### TASK REQUIREMENTS
Retype, without alteration, each line from the line containing "of the ceiling" to the final line of the records.

┄┄┄┄┄┄┄┄┄┄┄┄┄┄┄┄┄┄┄┄

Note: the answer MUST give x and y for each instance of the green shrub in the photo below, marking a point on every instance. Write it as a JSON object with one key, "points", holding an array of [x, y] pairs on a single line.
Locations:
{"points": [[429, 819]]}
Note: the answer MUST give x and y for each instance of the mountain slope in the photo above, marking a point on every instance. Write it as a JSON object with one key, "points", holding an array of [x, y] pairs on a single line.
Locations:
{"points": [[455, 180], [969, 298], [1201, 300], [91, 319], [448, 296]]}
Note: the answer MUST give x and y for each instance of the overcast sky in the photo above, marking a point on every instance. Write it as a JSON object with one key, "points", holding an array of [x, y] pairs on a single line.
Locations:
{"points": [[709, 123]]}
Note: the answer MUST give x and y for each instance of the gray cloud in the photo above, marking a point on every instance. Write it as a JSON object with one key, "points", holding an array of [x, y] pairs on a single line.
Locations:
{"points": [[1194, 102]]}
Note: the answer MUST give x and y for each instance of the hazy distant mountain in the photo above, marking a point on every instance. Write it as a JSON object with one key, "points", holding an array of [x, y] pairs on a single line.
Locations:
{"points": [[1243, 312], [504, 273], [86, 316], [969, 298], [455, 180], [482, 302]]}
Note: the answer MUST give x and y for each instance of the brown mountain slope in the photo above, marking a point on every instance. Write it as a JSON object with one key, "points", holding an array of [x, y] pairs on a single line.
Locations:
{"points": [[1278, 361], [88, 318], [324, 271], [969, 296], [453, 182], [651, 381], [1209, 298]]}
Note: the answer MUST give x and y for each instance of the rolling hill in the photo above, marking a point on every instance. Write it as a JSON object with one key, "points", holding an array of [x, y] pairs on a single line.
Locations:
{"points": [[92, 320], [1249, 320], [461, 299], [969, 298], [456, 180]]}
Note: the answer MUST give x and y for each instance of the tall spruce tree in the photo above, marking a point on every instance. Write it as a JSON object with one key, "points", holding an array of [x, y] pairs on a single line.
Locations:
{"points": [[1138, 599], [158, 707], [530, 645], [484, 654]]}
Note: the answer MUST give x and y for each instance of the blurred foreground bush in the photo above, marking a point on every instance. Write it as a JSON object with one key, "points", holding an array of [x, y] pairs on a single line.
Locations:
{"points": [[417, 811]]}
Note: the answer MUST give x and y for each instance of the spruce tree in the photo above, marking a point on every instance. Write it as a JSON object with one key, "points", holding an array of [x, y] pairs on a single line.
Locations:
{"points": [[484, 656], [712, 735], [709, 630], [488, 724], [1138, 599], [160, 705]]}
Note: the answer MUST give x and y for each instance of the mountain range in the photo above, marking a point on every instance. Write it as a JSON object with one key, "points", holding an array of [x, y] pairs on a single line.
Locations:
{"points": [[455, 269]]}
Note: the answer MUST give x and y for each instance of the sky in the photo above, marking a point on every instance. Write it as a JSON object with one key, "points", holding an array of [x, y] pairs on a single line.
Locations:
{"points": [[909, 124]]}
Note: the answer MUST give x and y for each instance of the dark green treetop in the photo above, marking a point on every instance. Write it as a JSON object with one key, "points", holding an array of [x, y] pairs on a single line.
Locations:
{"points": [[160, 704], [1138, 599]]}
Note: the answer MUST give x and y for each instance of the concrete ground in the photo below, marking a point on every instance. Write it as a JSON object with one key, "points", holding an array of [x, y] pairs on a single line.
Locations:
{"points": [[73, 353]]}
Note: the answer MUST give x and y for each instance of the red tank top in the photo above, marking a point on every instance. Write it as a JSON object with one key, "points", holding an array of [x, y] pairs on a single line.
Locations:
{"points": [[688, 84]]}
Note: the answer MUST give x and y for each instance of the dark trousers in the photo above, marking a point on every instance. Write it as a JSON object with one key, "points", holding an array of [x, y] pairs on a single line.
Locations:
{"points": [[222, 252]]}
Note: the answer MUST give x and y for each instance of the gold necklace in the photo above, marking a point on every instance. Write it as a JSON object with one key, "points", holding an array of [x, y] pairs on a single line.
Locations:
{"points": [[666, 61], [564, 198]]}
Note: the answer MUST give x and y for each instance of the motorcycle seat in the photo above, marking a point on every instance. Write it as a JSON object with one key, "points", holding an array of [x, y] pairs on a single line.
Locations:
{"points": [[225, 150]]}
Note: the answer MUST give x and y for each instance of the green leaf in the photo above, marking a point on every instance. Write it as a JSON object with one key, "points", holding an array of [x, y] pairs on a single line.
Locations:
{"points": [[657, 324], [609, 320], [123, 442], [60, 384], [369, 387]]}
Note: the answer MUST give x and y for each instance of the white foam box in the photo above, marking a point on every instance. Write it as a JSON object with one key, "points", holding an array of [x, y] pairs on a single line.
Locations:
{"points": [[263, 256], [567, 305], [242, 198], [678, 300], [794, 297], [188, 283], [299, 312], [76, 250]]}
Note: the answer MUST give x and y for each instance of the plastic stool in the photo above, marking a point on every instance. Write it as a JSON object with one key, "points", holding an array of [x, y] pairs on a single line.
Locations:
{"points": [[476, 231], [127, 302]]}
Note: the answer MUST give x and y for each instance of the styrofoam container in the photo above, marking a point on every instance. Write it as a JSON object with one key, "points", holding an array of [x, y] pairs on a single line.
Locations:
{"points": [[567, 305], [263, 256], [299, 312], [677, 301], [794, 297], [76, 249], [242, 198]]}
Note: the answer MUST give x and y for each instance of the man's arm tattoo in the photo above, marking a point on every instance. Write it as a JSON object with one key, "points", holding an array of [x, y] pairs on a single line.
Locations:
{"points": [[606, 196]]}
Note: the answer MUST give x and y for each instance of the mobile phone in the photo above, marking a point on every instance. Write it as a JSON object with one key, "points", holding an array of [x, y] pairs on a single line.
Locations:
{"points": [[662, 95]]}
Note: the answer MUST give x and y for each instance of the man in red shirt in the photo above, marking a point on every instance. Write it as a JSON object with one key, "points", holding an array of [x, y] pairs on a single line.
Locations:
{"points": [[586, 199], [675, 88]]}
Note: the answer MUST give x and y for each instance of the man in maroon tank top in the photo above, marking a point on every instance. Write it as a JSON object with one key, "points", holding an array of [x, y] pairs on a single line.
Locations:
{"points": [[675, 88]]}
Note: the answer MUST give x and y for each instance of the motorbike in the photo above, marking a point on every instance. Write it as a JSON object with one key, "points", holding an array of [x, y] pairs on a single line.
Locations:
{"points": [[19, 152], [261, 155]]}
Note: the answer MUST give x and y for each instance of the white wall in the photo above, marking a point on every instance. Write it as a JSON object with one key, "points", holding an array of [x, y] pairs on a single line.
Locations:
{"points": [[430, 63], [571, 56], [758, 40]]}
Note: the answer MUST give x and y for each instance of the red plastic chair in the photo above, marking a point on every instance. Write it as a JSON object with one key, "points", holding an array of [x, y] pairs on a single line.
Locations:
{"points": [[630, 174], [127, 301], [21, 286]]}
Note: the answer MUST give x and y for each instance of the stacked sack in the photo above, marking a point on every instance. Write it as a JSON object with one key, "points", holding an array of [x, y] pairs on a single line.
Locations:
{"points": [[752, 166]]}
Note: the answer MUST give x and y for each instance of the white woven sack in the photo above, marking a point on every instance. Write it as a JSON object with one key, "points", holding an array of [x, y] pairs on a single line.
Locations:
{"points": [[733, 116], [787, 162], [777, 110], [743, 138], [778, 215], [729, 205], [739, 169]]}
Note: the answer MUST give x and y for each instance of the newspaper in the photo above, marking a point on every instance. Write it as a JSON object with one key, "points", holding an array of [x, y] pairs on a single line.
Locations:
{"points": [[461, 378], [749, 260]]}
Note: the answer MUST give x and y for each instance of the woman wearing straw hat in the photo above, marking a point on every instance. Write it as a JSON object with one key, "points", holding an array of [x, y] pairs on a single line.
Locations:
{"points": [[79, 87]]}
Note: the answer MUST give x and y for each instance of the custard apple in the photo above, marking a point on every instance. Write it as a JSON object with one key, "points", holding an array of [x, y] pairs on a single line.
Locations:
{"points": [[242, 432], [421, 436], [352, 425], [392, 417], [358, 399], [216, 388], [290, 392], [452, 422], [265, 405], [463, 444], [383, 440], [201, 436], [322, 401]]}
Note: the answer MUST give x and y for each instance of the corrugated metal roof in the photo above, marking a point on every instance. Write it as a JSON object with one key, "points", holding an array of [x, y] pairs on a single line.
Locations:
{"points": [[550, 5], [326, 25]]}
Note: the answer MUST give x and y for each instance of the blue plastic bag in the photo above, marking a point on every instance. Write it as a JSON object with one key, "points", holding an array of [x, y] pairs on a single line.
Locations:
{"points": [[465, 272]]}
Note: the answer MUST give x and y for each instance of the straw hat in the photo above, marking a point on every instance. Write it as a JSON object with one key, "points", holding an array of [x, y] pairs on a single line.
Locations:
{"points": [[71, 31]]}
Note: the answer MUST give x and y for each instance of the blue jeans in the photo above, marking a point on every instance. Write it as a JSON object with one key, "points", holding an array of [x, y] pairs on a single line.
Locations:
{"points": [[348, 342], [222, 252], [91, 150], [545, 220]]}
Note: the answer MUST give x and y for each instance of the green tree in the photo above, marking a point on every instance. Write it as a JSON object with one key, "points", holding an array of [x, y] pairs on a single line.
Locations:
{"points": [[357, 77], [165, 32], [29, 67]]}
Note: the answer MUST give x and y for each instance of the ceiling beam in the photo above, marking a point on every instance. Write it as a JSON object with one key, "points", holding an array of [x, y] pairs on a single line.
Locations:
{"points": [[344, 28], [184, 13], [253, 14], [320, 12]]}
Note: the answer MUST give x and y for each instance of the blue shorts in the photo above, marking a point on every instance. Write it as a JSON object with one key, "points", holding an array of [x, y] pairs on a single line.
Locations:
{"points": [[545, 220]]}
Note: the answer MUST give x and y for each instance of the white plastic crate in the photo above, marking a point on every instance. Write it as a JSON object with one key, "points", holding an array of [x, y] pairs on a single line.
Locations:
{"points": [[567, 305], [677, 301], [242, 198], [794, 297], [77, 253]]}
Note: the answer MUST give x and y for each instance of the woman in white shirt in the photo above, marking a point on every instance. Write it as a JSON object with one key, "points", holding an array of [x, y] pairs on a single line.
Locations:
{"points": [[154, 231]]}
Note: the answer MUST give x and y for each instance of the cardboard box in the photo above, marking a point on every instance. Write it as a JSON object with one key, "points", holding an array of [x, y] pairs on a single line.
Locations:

┄┄┄┄┄┄┄┄┄┄┄┄┄┄┄┄┄┄┄┄

### RESULT OF THIS EXERCISE
Note: the answer MUST give x and y for each instance of the ceiling beam in the photo above, marking a point on every instance. Write it as a JSON object with one key, "points", holding an array of [x, y] pairs on a single line.
Locations:
{"points": [[344, 28], [184, 13], [253, 14], [320, 12]]}
Note: the answer MUST give x and y for each instance of the blue shorts in the photo above, marking a point on every instance. Write it as a JSON object with one key, "points", holding an array of [x, y] pairs on a single line.
Locations:
{"points": [[545, 220]]}
Note: the answer MUST give x and y for each instance of the white plastic crate in the photo above, marking a point on every instance. Write it as a JSON object with one key, "points", holding an array of [x, y] pairs on a single line.
Locations:
{"points": [[567, 305], [677, 301], [242, 198], [794, 297], [77, 253]]}
Note: the answer MUST give x and y for each instance of the woman in white shirt in the photo above, marking a point on every instance. Write it as a JSON object with one key, "points", holding an array of [x, y] pairs on a single line.
Locations:
{"points": [[154, 231]]}
Note: the answer MUST give x and y for each instance of the cardboard box in the photo above, marking a point on every instance. Write it as a JSON object with one key, "points", holding an array of [x, y] pairs on a single line.
Locations:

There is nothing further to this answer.